> _Problem statement_
Edit the data below, from the line containing "hair in the photo above." down through the line containing "knee in the photo above.". Replace "field log" with "inspection log", leave everything else unchanged, and return only those lines.

> _Material for this exercise_

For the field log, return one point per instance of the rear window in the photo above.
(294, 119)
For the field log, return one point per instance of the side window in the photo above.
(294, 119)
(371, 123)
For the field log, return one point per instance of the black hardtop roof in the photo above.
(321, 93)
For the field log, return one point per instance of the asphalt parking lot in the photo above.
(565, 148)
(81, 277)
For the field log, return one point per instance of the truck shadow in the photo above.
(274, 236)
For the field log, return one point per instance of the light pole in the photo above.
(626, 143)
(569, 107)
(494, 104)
* * *
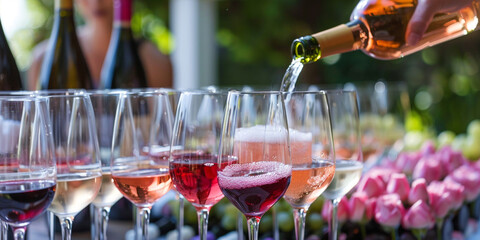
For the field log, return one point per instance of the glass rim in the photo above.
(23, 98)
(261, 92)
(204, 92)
==
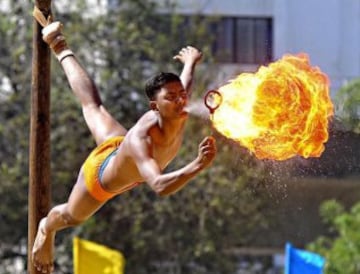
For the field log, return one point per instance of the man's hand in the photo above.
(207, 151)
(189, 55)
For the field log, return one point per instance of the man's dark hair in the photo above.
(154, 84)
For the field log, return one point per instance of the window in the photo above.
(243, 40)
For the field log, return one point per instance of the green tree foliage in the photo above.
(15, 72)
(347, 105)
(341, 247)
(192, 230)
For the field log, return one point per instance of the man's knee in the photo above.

> _Solved problem_
For the inspection log, return one point per instance of the man's dark hair in the photo above.
(154, 84)
For the inspection log, return one point per instance of the window in the photo above.
(243, 40)
For the inspection log, return one point per instance of the green tree foliage in the photo above.
(15, 72)
(347, 105)
(341, 247)
(192, 230)
For the inspection log, return one point per instance of the man's knee in the photo above.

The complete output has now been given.